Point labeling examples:

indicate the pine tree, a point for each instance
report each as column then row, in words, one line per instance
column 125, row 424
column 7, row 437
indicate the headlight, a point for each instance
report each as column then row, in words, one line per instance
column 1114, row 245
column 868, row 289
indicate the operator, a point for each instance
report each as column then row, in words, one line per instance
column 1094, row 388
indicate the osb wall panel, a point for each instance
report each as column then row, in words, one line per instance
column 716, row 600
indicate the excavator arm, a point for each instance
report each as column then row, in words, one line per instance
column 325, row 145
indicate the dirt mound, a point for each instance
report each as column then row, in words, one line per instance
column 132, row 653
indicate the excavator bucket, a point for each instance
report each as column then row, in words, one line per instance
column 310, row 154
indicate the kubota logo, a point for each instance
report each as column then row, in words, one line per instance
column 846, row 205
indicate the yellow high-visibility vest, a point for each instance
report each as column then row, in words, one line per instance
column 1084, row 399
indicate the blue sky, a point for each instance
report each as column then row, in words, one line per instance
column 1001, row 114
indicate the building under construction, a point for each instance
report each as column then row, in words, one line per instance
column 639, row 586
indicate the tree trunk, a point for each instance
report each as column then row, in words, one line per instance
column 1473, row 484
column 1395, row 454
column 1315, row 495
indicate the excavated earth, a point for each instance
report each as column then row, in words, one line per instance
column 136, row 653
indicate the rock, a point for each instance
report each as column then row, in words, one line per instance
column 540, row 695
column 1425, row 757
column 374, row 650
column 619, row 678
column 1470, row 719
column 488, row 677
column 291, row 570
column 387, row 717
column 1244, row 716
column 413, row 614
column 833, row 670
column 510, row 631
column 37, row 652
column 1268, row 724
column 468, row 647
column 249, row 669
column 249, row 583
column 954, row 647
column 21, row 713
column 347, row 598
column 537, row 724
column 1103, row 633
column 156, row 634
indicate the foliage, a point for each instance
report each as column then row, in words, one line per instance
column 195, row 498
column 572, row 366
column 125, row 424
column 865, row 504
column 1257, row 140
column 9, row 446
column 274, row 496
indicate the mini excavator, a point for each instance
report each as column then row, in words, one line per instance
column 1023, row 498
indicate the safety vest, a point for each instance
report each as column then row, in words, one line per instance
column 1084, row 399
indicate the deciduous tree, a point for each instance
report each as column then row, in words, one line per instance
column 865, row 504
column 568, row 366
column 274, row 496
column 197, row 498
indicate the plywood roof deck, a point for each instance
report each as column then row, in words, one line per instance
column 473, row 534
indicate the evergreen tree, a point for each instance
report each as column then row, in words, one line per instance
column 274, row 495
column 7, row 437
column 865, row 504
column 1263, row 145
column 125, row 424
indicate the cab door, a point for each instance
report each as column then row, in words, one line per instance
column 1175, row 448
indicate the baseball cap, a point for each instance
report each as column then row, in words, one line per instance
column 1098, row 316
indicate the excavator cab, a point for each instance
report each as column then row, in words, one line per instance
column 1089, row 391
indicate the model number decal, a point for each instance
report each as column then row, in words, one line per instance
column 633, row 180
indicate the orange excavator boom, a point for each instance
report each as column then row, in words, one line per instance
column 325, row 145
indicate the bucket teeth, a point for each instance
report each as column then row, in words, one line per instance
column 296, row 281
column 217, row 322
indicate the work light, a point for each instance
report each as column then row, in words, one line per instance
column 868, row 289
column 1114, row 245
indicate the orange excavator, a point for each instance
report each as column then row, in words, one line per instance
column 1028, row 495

### What needs to be done
Exactly and only the lines from the one containing "indicate the plywood" through the end of the material are to be reproduced, both ends included.

### Output for this exercise
indicate the plywood roof deck, a point for each instance
report each as column then row, in words, one line per instance
column 473, row 534
indicate the evergreen tree, a point for each instance
report each as column then row, in words, one line per instance
column 274, row 495
column 7, row 437
column 865, row 504
column 1263, row 145
column 125, row 424
indicate the cab door, a point for each instance
report each as column then row, in words, one line per instance
column 1175, row 448
indicate the baseball cap, a point for each instance
report each as column then row, in words, one line per instance
column 1098, row 316
indicate the excavator cab, a point for each instance
report each as column then row, in words, one line per instance
column 1089, row 391
indicate the model number decal, a point for each instance
report each as column then row, in words, one line per instance
column 633, row 180
indicate the orange excavator boom, a point for each instance
report each as column then row, in words, one line per instance
column 325, row 145
indicate the bucket teeth, a point for each instance
report each as column then row, in words, one line per instance
column 296, row 281
column 217, row 322
indicate the work light, a point for each instance
report each as column then row, in words, one line per instance
column 868, row 289
column 1114, row 245
indicate the orange excavator, a point for each instance
report each as column then row, in words, one line per instance
column 1028, row 495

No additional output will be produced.